(Records from a point labeling set)
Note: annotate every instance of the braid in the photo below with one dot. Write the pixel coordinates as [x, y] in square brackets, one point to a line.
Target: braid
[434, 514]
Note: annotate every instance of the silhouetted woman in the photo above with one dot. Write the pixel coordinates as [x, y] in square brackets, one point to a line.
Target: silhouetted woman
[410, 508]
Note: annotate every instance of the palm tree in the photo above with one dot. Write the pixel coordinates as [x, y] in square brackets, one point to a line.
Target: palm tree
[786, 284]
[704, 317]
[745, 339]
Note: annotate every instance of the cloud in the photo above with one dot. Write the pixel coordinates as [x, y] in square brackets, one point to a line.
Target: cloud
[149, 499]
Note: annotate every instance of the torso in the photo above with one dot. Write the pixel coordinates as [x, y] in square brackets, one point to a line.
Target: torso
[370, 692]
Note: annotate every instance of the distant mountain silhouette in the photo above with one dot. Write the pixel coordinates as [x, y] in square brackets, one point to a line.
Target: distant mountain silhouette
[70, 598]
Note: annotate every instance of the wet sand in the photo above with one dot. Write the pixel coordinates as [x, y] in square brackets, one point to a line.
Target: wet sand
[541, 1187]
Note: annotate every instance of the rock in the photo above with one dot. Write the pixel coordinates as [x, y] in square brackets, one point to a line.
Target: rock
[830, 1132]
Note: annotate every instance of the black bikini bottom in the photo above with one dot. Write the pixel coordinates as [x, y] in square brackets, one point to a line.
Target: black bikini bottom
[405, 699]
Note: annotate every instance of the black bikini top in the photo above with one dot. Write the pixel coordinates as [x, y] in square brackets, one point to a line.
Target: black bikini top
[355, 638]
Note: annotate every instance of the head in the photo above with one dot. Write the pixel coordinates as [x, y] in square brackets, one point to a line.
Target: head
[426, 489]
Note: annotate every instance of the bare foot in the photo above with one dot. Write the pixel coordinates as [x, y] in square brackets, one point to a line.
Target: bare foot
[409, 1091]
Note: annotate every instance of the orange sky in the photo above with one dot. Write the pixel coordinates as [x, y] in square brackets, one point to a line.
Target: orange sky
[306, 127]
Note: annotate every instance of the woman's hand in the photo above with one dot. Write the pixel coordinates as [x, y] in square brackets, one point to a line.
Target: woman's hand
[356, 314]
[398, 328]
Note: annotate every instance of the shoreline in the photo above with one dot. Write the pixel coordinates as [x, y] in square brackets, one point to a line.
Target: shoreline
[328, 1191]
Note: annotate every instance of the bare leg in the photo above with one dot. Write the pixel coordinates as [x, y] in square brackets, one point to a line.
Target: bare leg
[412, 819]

◆ WHAT IS EXPECTED ◆
Copy everything from the line containing "Note: annotate every instance of the rock" down to the line containing "[409, 1091]", with each "one dot" swapped for "a single dot" and nothing else altered.

◆ CORRECT RESULT ◆
Note: annotate every instance of the rock in the photo above with a single dot. Write the pixel coordinates as [x, y] in square brackets, one point to a line.
Target: rock
[830, 1132]
Note: annotate every instance of the black bikini bottom in the photo above with a single dot. Write the pixel coordinates as [x, y] in square brackets, one point to a line.
Target: black bikini bottom
[405, 699]
Note: annotate every instance of the black bikini top in the photo above with a single dot. Write the pixel coordinates as [x, y] in square brackets, one point to a line.
Target: black bikini top
[355, 638]
Note: annotate every instance of the head in the photo above with a single dot. Write the pixel coordinates as [x, y] in square brackets, one point to a line.
Target: head
[426, 489]
Note: annotate every instance of the bare foot in the photo above with a single dot. Write the pixel coordinates as [x, y] in square brackets, one point to a line.
Target: bare foot
[409, 1091]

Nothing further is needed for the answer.